Source document:
This isn’t a galaxy — it’s a map of a mouse’s brain

Scientists have recently made a groundbreaking discovery by creating the largest functional map of a brain to date, thanks to a mouse that watched clips from the movie “The Matrix.” This map consists of a diagram showcasing the wiring connecting 84,000 neurons as they transmit messages to one another.

Using a tiny piece of the mouse’s brain, about the size of a poppy seed, researchers were able to identify these neurons and trace their communication through branch-like fibers, totaling a surprising 500 million junctions known as synapses. The extensive dataset, published in the journal Nature, represents a significant step towards unraveling the complexities of how our brains operate. The data, presented in a 3D reconstruction and color-coded to distinguish various brain circuitry, is now accessible to scientists worldwide for further research and exploration.

Forrest Collman, a researcher at the Allen Institute for Brain Science in Seattle, expressed awe at the intricate details revealed by this study, likening the experience to observing images of galaxies. He emphasized the beauty and complexity evident in the actual neurons and the hundreds of millions of connections between them within just a small portion of a mouse’s brain.

Record excerpts:
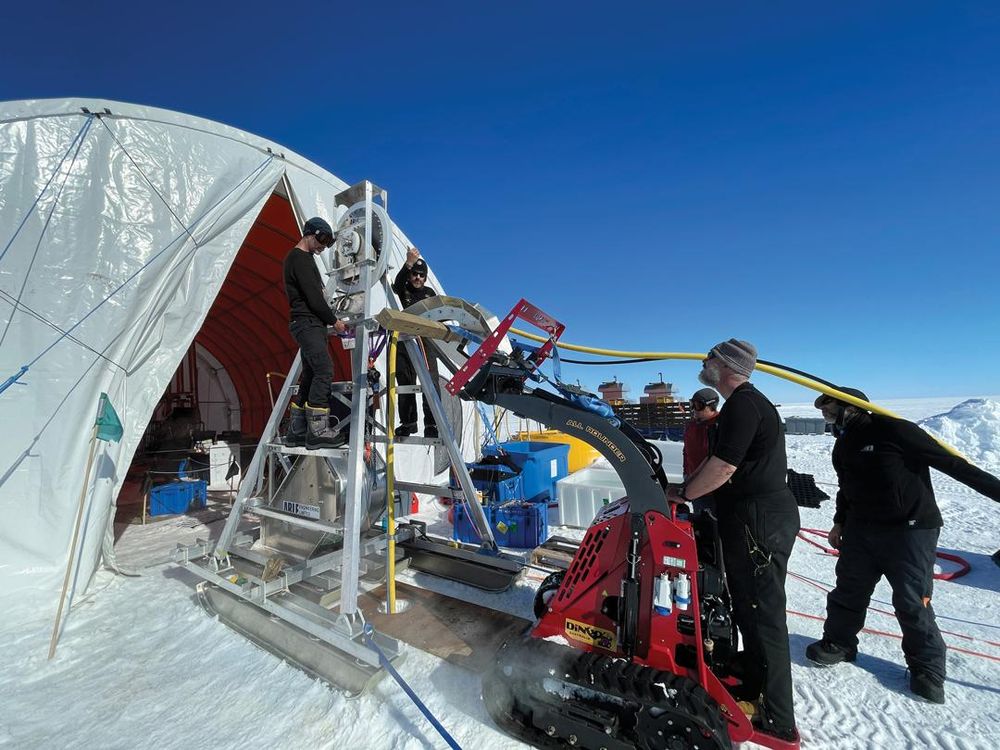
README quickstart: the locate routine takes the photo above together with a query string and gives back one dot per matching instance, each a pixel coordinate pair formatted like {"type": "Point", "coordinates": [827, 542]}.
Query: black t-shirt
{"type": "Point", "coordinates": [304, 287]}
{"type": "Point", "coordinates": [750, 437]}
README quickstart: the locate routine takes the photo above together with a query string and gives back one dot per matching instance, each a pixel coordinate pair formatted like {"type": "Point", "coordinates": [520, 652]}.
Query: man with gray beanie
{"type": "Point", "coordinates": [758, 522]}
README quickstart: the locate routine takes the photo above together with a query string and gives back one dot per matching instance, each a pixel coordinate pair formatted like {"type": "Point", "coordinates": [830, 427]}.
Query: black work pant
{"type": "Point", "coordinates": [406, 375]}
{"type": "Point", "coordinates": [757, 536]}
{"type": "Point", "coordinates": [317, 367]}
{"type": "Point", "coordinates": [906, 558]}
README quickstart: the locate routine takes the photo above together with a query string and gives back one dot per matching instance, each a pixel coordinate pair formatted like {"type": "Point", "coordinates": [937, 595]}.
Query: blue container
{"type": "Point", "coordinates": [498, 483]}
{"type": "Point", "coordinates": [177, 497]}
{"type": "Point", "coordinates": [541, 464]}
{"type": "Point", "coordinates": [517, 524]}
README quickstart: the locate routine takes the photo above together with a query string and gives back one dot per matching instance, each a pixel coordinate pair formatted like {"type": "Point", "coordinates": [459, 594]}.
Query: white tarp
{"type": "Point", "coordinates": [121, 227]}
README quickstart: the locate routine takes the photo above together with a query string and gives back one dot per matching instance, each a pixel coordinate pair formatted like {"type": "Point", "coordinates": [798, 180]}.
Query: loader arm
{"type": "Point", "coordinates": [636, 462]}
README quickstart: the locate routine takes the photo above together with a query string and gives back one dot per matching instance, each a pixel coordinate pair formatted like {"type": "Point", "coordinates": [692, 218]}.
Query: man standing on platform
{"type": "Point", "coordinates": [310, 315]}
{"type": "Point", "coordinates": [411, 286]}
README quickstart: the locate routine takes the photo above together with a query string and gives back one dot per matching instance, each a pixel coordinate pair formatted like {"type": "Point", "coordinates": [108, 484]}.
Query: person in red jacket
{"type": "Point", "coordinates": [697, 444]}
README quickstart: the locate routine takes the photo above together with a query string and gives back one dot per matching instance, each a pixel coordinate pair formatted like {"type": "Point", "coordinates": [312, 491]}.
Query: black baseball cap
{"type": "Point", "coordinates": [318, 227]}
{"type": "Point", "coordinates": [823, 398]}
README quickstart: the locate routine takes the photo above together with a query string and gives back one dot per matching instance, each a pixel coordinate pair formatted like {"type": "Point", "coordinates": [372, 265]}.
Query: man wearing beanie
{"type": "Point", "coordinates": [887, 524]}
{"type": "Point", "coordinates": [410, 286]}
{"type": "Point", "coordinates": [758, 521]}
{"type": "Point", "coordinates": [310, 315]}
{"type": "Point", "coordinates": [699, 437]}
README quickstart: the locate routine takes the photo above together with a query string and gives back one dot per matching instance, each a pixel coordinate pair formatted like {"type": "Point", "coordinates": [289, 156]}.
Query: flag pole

Work order A: From the mouse brain map article, reproduce the text between "Using a tiny" and "research and exploration.", inclusive.
Work order B: According to the mouse brain map article, in which journal was the dataset published?

Task output A:
Using a tiny piece of the mouse’s brain, about the size of a poppy seed, researchers were able to identify these neurons and trace their communication through branch-like fibers, totaling a surprising 500 million junctions known as synapses. The extensive dataset, published in the journal Nature, represents a significant step towards unraveling the complexities of how our brains operate. The data, presented in a 3D reconstruction and color-coded to distinguish various brain circuitry, is now accessible to scientists worldwide for further research and exploration.

Task output B: Nature